**** DATA SHOWN ****
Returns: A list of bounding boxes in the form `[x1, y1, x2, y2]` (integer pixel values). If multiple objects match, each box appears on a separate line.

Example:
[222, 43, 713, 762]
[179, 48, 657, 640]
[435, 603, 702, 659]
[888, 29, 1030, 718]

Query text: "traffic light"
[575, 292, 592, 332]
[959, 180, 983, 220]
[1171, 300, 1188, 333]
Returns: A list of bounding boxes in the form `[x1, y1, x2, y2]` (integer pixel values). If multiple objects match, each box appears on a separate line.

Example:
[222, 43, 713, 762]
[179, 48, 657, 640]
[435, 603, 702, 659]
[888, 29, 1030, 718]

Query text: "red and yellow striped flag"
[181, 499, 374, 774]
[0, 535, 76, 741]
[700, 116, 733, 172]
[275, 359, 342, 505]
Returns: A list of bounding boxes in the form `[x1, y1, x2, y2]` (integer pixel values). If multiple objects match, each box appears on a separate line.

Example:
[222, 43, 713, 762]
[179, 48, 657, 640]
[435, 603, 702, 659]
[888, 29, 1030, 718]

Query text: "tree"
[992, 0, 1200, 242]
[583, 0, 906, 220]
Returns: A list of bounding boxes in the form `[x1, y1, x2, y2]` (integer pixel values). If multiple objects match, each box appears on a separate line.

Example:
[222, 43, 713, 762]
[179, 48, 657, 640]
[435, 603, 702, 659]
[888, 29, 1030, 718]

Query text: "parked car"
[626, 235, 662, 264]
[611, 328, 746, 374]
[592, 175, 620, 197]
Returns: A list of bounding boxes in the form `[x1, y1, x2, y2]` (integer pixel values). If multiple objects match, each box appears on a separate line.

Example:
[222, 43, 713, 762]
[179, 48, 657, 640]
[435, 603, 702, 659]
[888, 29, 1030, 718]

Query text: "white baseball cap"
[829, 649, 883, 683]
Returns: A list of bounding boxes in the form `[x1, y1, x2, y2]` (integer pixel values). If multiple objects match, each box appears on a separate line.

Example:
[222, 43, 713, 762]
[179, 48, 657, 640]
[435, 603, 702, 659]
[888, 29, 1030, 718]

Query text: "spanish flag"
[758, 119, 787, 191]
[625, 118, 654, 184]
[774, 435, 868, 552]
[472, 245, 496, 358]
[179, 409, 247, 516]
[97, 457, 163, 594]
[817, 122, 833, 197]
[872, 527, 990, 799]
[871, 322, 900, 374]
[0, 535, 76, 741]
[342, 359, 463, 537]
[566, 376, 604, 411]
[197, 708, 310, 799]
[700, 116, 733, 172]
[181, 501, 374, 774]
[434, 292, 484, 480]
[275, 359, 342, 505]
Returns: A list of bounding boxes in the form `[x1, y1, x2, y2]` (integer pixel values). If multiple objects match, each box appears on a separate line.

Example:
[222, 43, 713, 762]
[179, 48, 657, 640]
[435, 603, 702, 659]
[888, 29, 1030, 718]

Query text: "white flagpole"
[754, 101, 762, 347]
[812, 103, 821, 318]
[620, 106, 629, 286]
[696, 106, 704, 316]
****
#### WHAT IS ASKED
Pull out every line in the entries above that contains the word "Query". Case counts, so match capitalization.

#### OUTPUT OF THE EXERCISE
Query text: "traffic light"
Query text: "red and yellow striped flag"
Query text: "tree"
Query text: "parked car"
Query text: "white baseball cap"
Query text: "spanish flag"
Query text: "white flagpole"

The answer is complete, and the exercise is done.